Work to complete:
Please copy the material under this line exactly, keeping every line.
_ _ _ _ _ _ _
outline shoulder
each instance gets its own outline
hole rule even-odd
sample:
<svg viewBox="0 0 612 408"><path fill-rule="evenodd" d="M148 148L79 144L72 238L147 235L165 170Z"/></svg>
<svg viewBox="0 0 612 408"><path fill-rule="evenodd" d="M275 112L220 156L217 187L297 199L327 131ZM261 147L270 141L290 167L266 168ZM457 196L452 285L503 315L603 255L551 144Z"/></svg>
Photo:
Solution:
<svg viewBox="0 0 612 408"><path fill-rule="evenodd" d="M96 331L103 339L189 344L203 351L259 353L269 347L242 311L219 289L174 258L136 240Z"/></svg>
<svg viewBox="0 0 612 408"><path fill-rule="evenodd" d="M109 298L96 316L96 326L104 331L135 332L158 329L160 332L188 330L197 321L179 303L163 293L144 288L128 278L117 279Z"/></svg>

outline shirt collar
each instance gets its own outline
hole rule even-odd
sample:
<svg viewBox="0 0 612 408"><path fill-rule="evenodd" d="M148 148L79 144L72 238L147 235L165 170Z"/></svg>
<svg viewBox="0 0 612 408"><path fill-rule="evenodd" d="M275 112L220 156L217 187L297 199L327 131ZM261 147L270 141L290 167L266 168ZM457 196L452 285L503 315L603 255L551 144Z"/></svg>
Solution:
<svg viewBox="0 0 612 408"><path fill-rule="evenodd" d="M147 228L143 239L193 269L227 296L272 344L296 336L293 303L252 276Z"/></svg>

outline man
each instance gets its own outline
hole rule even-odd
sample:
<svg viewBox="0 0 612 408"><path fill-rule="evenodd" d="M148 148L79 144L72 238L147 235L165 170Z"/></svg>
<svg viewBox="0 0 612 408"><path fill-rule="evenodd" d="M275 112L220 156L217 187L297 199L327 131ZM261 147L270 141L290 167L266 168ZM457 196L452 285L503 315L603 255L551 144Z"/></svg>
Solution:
_ _ _ _ _ _ _
Written answer:
outline shoulder
each instance gets its own outline
hole rule even-odd
sample:
<svg viewBox="0 0 612 408"><path fill-rule="evenodd" d="M148 148L79 144L72 238L147 235L165 170Z"/></svg>
<svg viewBox="0 0 612 408"><path fill-rule="evenodd" d="M275 112L220 156L217 187L297 199L327 131ZM261 147L270 141L290 167L266 168ZM457 196L452 285L503 315L603 255L551 144Z"/></svg>
Photo:
Solution:
<svg viewBox="0 0 612 408"><path fill-rule="evenodd" d="M96 331L103 339L189 344L203 351L259 353L269 347L242 311L219 289L174 258L136 240Z"/></svg>
<svg viewBox="0 0 612 408"><path fill-rule="evenodd" d="M109 298L96 316L96 326L104 331L135 332L158 329L160 332L188 330L197 321L179 303L163 293L144 288L128 278L117 279Z"/></svg>

outline shirt collar
each instance gets its own outline
hole rule even-odd
sample:
<svg viewBox="0 0 612 408"><path fill-rule="evenodd" d="M148 148L79 144L72 238L147 235L165 170Z"/></svg>
<svg viewBox="0 0 612 408"><path fill-rule="evenodd" d="M275 112L220 156L217 187L297 199L327 131ZM261 147L270 141L290 167L266 168ZM457 196L452 285L503 315L603 255L551 144Z"/></svg>
Solution:
<svg viewBox="0 0 612 408"><path fill-rule="evenodd" d="M147 228L143 239L193 269L227 296L272 344L296 336L293 303L252 276Z"/></svg>

outline man
each instance gets its own outline
hole rule even-odd
sample:
<svg viewBox="0 0 612 408"><path fill-rule="evenodd" d="M148 148L79 144L72 238L147 235L165 170Z"/></svg>
<svg viewBox="0 0 612 408"><path fill-rule="evenodd" d="M275 112L220 156L217 187L297 199L327 131ZM261 147L270 141L290 167L266 168ZM457 196L452 285L503 315L603 255L551 144Z"/></svg>
Solution:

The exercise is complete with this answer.